**CHALLENGE**
Transcribe nothing but the lines from the one with "Place one point per instance of the golden" to the end of the entries, both included, keeping each exact and leaving every picture out.
------ RAW RECORDS
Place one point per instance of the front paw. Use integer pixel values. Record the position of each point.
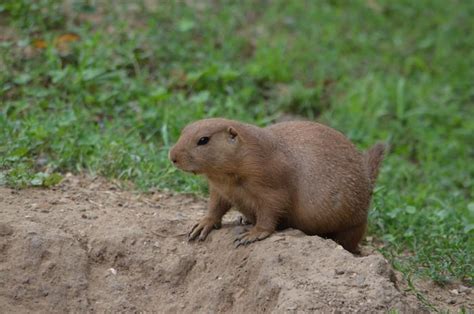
(251, 236)
(203, 228)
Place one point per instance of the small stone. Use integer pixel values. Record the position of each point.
(292, 306)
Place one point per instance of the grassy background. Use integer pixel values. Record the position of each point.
(112, 97)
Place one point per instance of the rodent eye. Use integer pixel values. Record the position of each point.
(203, 140)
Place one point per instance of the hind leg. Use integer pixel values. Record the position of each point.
(350, 238)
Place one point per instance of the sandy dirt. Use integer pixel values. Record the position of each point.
(87, 245)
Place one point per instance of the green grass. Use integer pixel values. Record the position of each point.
(115, 100)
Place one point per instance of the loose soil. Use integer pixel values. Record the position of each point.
(88, 245)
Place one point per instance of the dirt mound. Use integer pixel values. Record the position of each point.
(88, 246)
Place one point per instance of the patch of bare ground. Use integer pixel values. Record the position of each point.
(87, 245)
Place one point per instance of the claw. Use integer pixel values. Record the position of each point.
(202, 229)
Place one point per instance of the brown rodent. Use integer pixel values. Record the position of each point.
(297, 174)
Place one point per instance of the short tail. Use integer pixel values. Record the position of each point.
(374, 157)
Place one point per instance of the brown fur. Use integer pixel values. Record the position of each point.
(302, 175)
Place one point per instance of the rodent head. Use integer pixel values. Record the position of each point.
(207, 146)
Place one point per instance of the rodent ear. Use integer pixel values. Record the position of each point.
(232, 132)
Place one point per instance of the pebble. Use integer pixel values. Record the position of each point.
(5, 230)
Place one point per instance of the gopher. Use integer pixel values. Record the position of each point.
(296, 174)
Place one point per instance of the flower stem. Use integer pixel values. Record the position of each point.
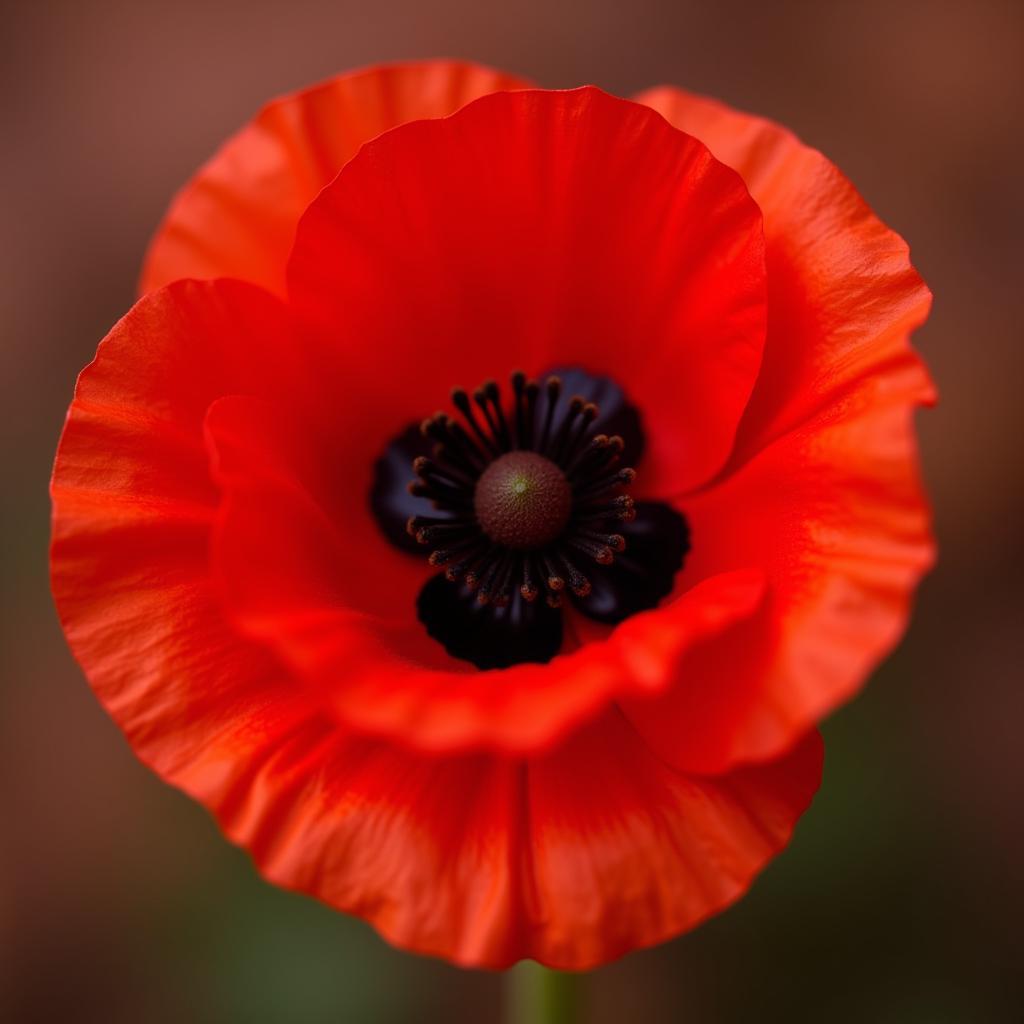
(536, 995)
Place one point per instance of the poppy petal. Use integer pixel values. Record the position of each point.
(822, 491)
(835, 516)
(133, 507)
(572, 859)
(843, 297)
(237, 216)
(529, 224)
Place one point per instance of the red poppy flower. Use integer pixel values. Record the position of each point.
(558, 698)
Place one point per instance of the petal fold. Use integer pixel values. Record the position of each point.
(237, 217)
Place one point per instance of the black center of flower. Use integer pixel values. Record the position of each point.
(522, 501)
(528, 500)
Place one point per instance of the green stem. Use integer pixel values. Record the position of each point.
(536, 995)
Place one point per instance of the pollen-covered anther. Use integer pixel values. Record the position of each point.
(522, 493)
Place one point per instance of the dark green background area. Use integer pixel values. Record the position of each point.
(899, 899)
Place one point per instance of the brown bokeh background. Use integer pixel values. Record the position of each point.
(899, 898)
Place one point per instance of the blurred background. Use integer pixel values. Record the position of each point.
(899, 899)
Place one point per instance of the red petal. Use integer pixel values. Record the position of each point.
(237, 216)
(133, 506)
(843, 297)
(571, 859)
(534, 228)
(833, 513)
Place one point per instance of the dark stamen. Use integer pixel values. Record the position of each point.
(522, 497)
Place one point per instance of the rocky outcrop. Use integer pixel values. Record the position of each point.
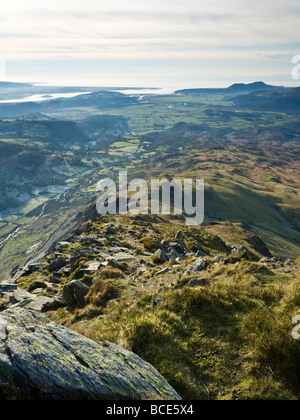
(49, 361)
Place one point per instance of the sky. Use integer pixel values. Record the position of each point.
(152, 43)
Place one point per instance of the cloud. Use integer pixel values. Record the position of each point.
(237, 31)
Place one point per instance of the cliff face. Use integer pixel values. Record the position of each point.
(40, 359)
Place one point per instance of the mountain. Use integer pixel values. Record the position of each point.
(203, 310)
(280, 101)
(236, 89)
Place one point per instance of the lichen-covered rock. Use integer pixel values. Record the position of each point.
(52, 362)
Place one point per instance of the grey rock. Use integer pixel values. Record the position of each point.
(161, 256)
(74, 294)
(52, 362)
(162, 272)
(113, 263)
(62, 246)
(57, 264)
(6, 288)
(123, 257)
(198, 282)
(157, 301)
(178, 235)
(110, 230)
(200, 253)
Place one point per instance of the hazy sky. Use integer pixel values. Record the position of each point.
(173, 43)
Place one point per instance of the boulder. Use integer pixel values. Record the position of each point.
(161, 256)
(74, 294)
(49, 361)
(7, 288)
(124, 257)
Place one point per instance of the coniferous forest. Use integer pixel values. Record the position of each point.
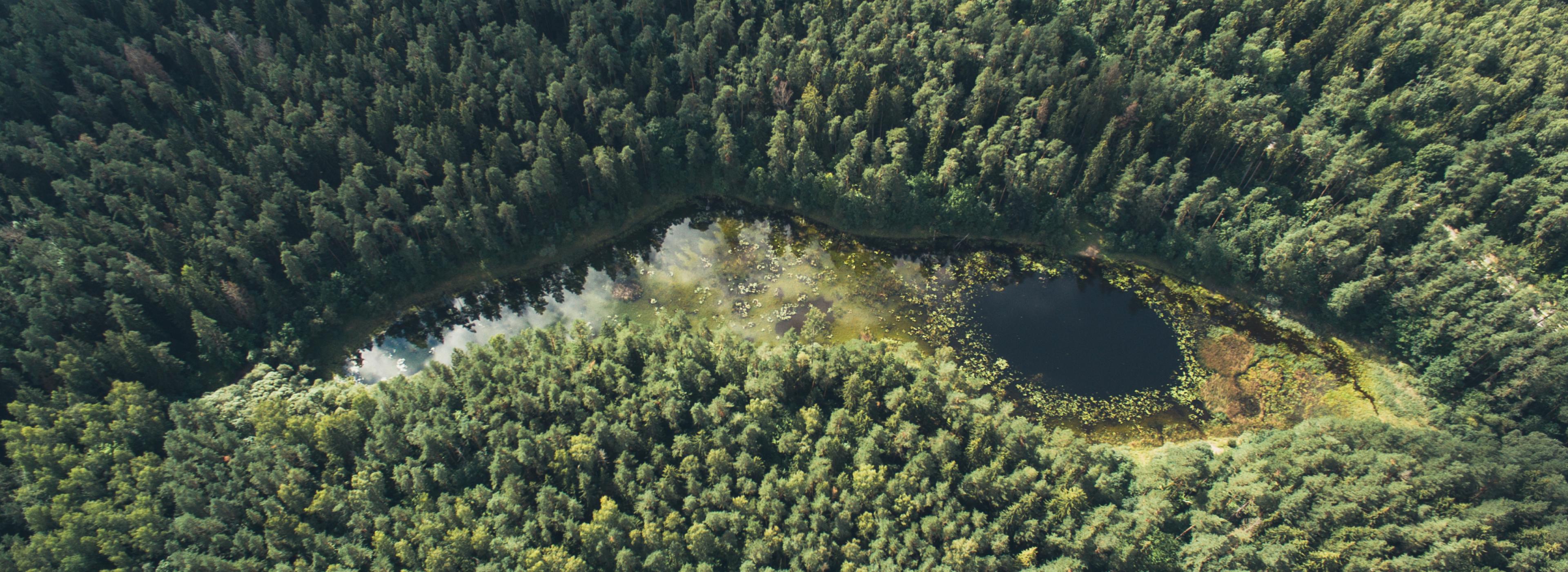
(205, 198)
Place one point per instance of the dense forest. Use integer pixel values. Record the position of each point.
(678, 449)
(200, 192)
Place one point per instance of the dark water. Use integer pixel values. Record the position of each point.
(763, 276)
(1078, 336)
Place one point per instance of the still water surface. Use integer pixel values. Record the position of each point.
(767, 278)
(1081, 336)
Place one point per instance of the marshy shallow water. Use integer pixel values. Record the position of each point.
(1047, 324)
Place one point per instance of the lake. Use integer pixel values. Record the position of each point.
(767, 278)
(1081, 336)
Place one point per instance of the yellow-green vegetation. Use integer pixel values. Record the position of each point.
(1244, 369)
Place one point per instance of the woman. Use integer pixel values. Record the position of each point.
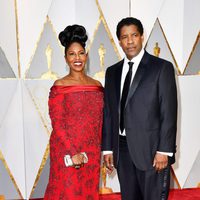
(75, 108)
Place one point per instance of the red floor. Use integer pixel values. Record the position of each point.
(175, 194)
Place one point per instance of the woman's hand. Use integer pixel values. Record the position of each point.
(78, 160)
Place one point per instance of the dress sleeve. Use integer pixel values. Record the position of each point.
(57, 112)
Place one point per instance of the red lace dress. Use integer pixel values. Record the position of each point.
(76, 116)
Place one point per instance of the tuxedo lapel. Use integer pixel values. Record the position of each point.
(138, 76)
(118, 73)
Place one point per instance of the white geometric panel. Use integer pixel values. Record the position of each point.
(171, 20)
(113, 11)
(157, 44)
(39, 92)
(191, 27)
(62, 13)
(188, 136)
(8, 35)
(7, 187)
(36, 139)
(102, 54)
(193, 65)
(48, 61)
(32, 15)
(10, 87)
(146, 12)
(5, 68)
(84, 11)
(12, 139)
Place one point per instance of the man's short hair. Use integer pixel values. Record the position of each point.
(127, 22)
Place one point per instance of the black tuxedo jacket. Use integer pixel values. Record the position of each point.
(150, 111)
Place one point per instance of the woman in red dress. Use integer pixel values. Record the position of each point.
(75, 108)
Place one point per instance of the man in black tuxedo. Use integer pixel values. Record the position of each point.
(140, 118)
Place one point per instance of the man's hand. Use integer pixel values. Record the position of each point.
(160, 161)
(108, 160)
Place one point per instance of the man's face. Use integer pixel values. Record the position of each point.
(130, 41)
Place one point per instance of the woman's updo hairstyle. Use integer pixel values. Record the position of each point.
(73, 33)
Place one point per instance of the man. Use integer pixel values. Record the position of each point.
(140, 116)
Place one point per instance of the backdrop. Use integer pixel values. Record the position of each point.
(31, 58)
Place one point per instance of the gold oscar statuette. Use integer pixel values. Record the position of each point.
(156, 50)
(101, 52)
(49, 74)
(104, 189)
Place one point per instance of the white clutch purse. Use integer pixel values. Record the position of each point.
(68, 160)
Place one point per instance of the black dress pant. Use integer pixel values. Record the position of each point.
(140, 185)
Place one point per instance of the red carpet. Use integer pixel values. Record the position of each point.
(175, 194)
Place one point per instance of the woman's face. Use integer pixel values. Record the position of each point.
(76, 57)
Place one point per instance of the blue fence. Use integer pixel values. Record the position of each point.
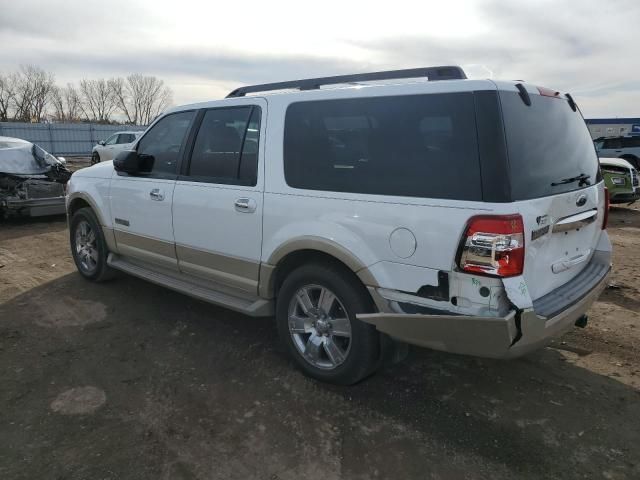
(63, 138)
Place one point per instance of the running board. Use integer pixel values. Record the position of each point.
(255, 306)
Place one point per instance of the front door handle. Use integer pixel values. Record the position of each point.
(245, 205)
(156, 194)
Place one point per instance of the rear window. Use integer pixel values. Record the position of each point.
(417, 146)
(547, 143)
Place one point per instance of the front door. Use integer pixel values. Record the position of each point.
(141, 204)
(217, 203)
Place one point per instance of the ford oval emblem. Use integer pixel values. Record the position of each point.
(582, 199)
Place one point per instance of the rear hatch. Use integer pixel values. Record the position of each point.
(555, 181)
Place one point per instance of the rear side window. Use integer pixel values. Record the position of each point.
(163, 143)
(226, 147)
(548, 145)
(612, 143)
(417, 146)
(631, 142)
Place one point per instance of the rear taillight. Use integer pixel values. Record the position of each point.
(493, 245)
(607, 202)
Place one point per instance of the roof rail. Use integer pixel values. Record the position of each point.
(432, 73)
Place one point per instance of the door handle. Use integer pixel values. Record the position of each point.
(156, 194)
(245, 205)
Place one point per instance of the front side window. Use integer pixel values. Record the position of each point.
(612, 143)
(126, 138)
(226, 147)
(163, 143)
(631, 142)
(417, 145)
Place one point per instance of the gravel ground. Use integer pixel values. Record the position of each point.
(127, 380)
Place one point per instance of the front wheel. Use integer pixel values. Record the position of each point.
(88, 246)
(316, 315)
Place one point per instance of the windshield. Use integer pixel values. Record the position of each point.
(549, 146)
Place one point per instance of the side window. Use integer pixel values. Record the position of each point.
(612, 143)
(226, 146)
(630, 142)
(418, 146)
(163, 143)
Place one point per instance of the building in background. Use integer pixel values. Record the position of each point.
(613, 127)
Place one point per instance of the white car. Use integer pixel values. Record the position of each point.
(109, 148)
(32, 181)
(363, 212)
(627, 148)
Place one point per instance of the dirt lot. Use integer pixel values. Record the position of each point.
(129, 380)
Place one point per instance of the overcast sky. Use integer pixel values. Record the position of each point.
(202, 50)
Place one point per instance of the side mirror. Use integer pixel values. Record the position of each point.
(128, 161)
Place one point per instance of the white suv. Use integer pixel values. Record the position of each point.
(461, 215)
(109, 148)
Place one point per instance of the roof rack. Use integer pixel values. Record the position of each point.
(432, 73)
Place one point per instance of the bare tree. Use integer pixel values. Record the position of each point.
(97, 100)
(141, 98)
(7, 92)
(67, 106)
(32, 90)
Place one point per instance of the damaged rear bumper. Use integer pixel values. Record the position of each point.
(513, 335)
(34, 207)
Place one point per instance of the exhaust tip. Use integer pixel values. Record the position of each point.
(582, 321)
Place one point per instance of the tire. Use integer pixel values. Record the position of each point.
(88, 246)
(327, 342)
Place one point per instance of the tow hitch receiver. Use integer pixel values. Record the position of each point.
(582, 321)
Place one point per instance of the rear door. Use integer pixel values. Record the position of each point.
(217, 205)
(141, 204)
(556, 184)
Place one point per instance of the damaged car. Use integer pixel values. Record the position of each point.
(32, 181)
(621, 179)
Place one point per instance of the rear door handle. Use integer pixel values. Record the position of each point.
(245, 205)
(156, 194)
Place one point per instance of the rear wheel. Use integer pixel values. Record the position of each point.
(88, 246)
(315, 312)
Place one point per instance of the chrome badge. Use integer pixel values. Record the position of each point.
(581, 200)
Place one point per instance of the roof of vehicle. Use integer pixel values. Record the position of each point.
(11, 142)
(365, 90)
(613, 137)
(616, 162)
(399, 82)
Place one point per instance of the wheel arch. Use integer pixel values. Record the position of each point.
(304, 250)
(78, 200)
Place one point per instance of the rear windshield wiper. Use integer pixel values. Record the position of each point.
(582, 178)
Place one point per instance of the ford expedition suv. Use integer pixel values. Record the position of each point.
(363, 212)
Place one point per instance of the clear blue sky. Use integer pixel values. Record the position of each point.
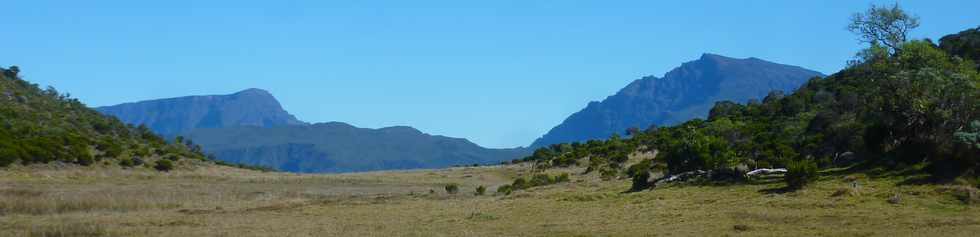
(500, 73)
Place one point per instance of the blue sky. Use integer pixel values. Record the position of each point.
(500, 73)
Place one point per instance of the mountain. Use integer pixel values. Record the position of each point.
(251, 107)
(42, 126)
(685, 92)
(339, 147)
(250, 127)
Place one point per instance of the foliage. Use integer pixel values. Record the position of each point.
(43, 125)
(918, 103)
(538, 180)
(505, 189)
(885, 25)
(164, 165)
(452, 188)
(800, 173)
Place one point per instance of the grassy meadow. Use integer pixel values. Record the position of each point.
(222, 201)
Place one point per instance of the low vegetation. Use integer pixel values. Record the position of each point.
(901, 105)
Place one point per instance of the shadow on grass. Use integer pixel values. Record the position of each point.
(780, 190)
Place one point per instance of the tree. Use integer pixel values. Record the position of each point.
(164, 165)
(800, 173)
(452, 188)
(889, 26)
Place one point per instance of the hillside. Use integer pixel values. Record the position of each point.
(339, 147)
(239, 203)
(251, 107)
(43, 126)
(912, 109)
(684, 93)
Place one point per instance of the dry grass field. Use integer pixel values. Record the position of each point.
(219, 201)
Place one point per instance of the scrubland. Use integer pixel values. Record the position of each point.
(222, 201)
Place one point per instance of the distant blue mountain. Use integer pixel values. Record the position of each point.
(250, 127)
(251, 107)
(684, 93)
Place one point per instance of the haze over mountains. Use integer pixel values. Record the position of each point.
(340, 147)
(250, 127)
(684, 93)
(251, 107)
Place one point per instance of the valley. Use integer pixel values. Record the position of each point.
(223, 201)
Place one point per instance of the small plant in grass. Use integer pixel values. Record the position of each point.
(520, 183)
(505, 189)
(563, 177)
(164, 165)
(800, 173)
(452, 188)
(127, 162)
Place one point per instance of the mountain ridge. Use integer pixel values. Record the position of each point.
(685, 92)
(171, 116)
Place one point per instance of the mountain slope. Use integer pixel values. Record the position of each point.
(41, 126)
(339, 147)
(251, 107)
(685, 92)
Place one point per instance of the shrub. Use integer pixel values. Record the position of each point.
(640, 181)
(505, 189)
(85, 159)
(127, 162)
(541, 180)
(172, 157)
(800, 173)
(563, 177)
(164, 165)
(452, 188)
(520, 183)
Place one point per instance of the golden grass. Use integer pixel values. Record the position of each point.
(218, 201)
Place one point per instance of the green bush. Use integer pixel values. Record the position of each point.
(640, 181)
(520, 183)
(800, 173)
(541, 180)
(563, 177)
(172, 157)
(452, 188)
(127, 162)
(164, 165)
(505, 189)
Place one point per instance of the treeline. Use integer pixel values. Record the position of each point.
(41, 126)
(898, 105)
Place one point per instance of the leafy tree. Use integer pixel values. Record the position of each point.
(505, 189)
(800, 173)
(452, 188)
(164, 165)
(889, 26)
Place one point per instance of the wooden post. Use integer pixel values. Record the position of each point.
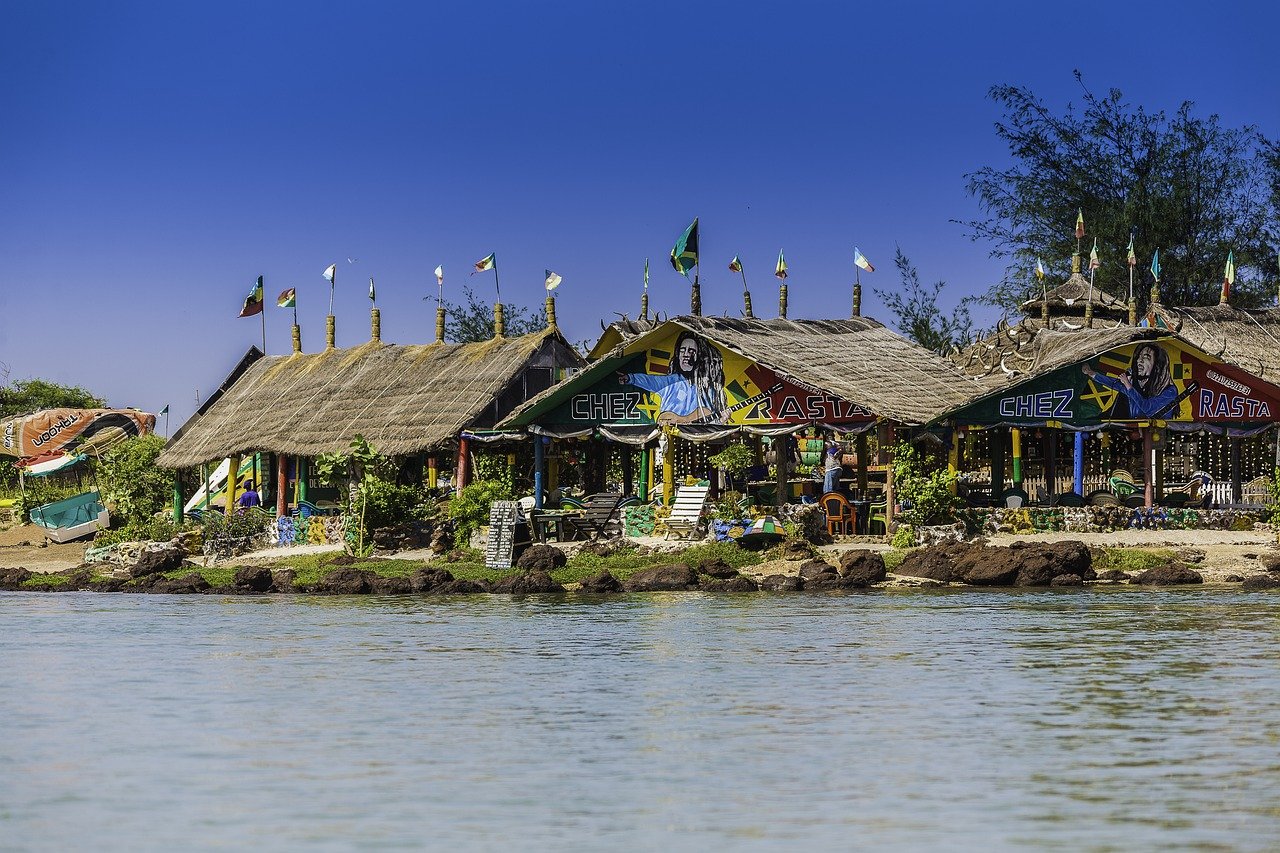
(860, 446)
(232, 482)
(282, 486)
(177, 497)
(539, 464)
(781, 456)
(461, 470)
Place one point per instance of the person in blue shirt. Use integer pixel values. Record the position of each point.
(1147, 387)
(694, 389)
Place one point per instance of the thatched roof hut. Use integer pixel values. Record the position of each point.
(401, 398)
(858, 360)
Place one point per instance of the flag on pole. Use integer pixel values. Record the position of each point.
(684, 254)
(860, 260)
(254, 301)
------------
**RESULT OF THE EXERCISE**
Place one point per instance of the golden grass. Use integer pixel values. Record the position of each point.
(218, 201)
Place one point per instance of the green bush. Use integer pixel values. Record the position of each point.
(640, 181)
(520, 183)
(800, 173)
(541, 180)
(563, 177)
(172, 157)
(452, 188)
(127, 162)
(164, 165)
(505, 189)
Place one point per instance of the treeline. Use integer pixel values. Record the position of each point.
(41, 126)
(898, 105)
Place one point per instance of the leafy tree. Use integer pixel values. Record the position of each point.
(505, 189)
(800, 173)
(452, 188)
(164, 165)
(889, 26)
Place one point per instance of the wooden post. Use integer pixel values. Record the position of each point.
(860, 446)
(232, 482)
(282, 486)
(177, 497)
(539, 464)
(781, 456)
(461, 470)
Place one point per instance of the person in blue shirt. Use integer pixel values. Record the position of each point.
(1147, 387)
(694, 389)
Place one point per instance of the thatched roof hut. Use integer pixel values. Record the position of each point.
(401, 398)
(858, 360)
Place one point per instance of the flag on pole. Use integer pixel values. Record the position of each point.
(684, 254)
(860, 260)
(254, 301)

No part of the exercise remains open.